Study text –
Mismatch negativity on EEG examination is altered among young adults who engage in risky drinking behavior, compared with nondrinkers, and is even more pronounced among people who report risky alcohol use and also have bipolar disorder, a recently published report shows.
Mismatch negativity refers to the automatic electrical activity that occurs in the brain in response to auditory stimulation that incorporates a deviation in a sequence of sounds, and reductions in mismatch negativity are a marker for impairment of NMDA (N-methyl-D-aspartate)-receptor activation. NMDA receptors are thought to be compromised already by alcohol use and in patients with bipolar disorder.
To examine the effects of alcohol use and bipolar disorder on mismatch negativity, EEG with auditory stimuli was performed on 42 bipolar disorder patients and 34 control subjects aged 16-30 years, reported Kate M. Chitty, a PhD candidate at the University of Sydney, Australia, and her associates.
Sixteen of the bipolar disorder patients and 14 of the control subjects engaged in high-risk drinking, while 26 of the patients with bipolar disorder and 20 of the control subjects did not. Alcohol misuse was found to be a strong predictor of attenuations in mismatch negativity, and alcohol’s effect was even more pronounced in bipolar disorder patients than in control subjects. "The attenuated mismatch negativity may reflect an additive effect of alcohol’s antagonistic actions on an already perturbed NMDA/glutamatergic system," the investigators said (Biol. Psychol. 2014;99:60-8).

What you are asked to do – According to the mismatch negativity article, how many bipolar disorder patients and control subjects underwent EEG with auditory stimuli? The records are separate material and have no connection to the mismatch negativity article.

Entries provided –
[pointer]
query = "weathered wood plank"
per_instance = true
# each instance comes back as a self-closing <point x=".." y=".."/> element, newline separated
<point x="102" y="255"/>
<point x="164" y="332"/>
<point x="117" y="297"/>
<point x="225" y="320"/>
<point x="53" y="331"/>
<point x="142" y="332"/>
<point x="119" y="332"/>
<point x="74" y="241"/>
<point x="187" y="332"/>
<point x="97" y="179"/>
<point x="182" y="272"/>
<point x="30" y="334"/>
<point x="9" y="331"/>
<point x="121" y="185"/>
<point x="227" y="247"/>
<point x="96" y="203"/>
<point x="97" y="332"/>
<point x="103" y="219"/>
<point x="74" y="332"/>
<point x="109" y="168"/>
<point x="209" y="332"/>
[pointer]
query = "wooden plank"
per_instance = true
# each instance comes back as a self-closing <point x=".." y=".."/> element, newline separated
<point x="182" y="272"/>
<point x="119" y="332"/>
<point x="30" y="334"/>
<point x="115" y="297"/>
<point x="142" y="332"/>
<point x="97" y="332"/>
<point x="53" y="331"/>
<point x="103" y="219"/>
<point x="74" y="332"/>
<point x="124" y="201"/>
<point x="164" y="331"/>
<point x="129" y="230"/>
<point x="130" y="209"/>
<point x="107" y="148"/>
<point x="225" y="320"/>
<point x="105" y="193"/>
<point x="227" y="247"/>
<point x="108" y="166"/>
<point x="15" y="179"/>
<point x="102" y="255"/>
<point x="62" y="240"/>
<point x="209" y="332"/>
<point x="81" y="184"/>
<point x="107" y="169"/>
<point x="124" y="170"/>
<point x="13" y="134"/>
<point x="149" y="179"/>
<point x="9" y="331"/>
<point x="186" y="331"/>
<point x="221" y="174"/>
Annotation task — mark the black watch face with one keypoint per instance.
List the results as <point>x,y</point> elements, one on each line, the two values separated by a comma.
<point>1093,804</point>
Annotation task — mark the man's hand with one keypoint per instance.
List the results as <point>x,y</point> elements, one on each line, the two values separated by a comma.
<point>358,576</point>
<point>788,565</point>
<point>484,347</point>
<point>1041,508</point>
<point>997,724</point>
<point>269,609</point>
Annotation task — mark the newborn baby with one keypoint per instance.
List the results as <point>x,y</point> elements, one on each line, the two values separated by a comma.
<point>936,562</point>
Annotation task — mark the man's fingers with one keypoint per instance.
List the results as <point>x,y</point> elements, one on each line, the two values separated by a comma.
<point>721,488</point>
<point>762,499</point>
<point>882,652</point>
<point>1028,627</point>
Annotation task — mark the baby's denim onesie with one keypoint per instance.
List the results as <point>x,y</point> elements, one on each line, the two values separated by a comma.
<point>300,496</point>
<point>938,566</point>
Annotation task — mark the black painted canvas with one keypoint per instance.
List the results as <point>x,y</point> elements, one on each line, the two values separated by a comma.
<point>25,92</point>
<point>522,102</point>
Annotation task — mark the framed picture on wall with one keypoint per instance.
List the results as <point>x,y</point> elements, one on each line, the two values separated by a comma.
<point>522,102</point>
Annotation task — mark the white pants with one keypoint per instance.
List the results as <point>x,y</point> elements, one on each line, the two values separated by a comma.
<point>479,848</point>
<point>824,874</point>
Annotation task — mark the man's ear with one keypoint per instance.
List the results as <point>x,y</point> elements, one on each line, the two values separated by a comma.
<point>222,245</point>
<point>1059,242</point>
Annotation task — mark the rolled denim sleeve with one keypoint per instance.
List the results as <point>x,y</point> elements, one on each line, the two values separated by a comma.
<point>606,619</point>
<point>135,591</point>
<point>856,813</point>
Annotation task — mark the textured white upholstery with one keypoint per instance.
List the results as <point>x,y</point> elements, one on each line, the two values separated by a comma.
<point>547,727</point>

Your solution – 42 bipolar disorder patients and 34 control subjects.